Task statement:
Format the records as a two-column CSV with the headers "prompt" and "points", one row per record. Put each value in a single quoted field with line breaks changed to spaces. Start at the line containing "Where can you see the dish" and stop after the line containing "[[109, 49], [133, 50], [257, 42], [75, 43]]", leaving out all other records.

====== Dataset excerpts

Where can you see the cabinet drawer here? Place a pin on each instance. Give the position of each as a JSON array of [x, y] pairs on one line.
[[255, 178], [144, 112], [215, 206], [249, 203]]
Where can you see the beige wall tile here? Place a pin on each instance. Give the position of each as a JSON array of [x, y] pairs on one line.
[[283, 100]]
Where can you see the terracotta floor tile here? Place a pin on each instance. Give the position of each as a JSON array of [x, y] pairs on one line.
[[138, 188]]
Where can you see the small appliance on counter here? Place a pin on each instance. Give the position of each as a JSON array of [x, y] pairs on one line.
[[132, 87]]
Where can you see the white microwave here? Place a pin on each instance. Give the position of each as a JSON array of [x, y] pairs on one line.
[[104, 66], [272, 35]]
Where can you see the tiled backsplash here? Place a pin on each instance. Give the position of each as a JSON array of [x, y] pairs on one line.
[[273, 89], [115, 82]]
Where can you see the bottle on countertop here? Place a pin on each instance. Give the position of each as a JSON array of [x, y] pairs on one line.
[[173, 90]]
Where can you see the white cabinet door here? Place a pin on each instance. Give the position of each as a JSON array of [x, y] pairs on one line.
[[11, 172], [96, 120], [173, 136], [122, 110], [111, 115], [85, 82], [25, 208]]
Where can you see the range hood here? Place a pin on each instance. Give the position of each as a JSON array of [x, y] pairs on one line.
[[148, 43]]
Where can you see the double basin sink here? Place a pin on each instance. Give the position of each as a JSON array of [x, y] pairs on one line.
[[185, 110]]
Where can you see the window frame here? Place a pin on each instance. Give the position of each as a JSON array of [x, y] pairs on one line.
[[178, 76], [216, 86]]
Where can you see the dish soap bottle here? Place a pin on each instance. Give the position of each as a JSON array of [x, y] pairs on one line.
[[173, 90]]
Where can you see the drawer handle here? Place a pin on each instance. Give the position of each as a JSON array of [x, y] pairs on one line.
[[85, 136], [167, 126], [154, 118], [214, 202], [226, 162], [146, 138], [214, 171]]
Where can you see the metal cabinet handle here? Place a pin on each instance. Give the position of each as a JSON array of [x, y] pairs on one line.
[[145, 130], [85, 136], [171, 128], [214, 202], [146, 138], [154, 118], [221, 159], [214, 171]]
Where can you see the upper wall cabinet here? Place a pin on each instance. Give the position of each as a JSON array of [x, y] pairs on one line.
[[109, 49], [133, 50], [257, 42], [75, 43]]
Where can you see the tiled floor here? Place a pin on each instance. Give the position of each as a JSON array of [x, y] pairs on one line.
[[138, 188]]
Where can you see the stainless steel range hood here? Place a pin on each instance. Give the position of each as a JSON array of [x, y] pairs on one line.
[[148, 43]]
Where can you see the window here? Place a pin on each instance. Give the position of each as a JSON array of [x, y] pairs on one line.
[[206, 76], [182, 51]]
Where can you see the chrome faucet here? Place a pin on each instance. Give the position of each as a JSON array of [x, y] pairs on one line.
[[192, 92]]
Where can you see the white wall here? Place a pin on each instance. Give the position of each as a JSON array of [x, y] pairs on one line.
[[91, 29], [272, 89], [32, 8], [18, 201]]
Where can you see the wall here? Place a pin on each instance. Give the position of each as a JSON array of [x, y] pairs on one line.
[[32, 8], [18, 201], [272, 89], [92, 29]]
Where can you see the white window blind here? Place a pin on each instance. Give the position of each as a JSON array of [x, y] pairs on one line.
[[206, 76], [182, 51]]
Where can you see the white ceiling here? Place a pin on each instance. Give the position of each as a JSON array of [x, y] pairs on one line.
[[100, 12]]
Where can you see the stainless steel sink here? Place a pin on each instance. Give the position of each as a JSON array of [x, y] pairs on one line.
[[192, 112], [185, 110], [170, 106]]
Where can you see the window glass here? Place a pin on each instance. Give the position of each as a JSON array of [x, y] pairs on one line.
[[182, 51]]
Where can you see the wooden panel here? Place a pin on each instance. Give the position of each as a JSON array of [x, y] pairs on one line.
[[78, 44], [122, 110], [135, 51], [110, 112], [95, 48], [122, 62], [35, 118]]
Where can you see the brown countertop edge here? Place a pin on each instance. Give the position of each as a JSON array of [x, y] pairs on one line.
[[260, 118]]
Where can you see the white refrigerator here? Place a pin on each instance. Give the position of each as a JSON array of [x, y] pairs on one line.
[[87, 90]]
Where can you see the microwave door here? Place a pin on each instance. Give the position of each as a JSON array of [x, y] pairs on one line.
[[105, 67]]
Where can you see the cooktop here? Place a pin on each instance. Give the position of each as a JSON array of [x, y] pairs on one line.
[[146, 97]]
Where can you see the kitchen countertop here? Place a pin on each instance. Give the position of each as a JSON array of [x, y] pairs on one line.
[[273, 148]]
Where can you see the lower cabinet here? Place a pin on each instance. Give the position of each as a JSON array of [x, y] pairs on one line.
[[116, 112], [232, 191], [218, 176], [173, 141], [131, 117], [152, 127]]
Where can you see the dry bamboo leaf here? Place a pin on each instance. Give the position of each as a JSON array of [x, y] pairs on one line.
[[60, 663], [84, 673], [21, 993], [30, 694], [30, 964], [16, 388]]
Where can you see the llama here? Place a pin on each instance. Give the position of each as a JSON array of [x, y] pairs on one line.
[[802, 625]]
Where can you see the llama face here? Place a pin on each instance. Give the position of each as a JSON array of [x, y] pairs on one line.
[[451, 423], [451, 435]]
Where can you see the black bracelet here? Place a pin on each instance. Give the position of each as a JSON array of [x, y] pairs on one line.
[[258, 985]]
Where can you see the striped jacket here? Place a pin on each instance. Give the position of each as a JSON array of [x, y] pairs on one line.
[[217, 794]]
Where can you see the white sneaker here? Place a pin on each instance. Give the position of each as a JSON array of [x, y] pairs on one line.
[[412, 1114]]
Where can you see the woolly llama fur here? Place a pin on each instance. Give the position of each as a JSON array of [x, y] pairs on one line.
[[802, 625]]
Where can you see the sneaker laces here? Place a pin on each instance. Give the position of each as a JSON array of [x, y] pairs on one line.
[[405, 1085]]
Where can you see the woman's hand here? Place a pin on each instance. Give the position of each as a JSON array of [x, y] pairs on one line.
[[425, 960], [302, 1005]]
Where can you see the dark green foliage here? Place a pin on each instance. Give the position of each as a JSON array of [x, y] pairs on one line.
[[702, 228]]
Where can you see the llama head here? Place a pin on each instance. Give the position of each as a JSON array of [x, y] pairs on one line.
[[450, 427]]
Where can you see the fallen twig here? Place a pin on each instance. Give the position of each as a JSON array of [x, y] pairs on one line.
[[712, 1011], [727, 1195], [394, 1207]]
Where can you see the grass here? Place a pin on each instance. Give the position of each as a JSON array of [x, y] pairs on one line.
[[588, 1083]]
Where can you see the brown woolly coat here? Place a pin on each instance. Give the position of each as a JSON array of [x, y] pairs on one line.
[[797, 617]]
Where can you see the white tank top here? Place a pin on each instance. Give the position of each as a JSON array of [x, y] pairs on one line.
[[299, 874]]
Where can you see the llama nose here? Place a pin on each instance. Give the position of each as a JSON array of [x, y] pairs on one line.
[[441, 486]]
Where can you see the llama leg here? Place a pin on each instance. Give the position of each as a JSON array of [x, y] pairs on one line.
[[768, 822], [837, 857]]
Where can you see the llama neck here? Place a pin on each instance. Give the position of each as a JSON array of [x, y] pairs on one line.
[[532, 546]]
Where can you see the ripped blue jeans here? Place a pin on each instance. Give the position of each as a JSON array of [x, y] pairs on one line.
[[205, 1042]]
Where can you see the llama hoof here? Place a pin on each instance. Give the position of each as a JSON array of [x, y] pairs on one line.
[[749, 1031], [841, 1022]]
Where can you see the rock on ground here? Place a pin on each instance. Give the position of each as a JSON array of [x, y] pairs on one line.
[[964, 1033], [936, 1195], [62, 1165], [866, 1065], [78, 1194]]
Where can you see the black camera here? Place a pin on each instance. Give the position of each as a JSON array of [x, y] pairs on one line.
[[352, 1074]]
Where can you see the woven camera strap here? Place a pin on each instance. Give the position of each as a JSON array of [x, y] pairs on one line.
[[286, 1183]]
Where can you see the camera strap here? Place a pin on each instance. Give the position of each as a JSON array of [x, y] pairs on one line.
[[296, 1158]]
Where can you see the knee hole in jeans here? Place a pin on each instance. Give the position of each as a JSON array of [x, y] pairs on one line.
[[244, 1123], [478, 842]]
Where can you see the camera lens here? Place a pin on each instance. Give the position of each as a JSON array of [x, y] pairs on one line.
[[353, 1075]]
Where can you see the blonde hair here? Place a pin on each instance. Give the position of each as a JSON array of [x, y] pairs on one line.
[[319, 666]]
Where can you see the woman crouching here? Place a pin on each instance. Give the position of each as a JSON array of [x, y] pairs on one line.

============

Response to this task:
prompt,points
"Where can you see the dish soap bottle here? Place a pin on each instance. Give the position of each as a JSON array of [x, y] pairs on one line.","[[173, 90]]"
"Where can you see the drawer handle here? Place a pin on each instance. Give the position of each as a JSON array of [x, y] pairs on one line.","[[85, 136], [167, 126], [154, 118], [214, 202], [226, 162], [146, 138], [214, 171]]"
"Where can you see the metal cabinet handle here? Place a pin on each instance. Give the position of each as a JSON array of [x, y] pairs on one line.","[[145, 130], [85, 136], [171, 128], [214, 202], [146, 138], [154, 118], [221, 159], [214, 171]]"
"Where can you see the upper wall cabinet here? Place a pin on each instance. Give the position of each as a JSON array of [x, y] pairs on one line.","[[109, 49], [133, 50], [257, 42], [75, 43]]"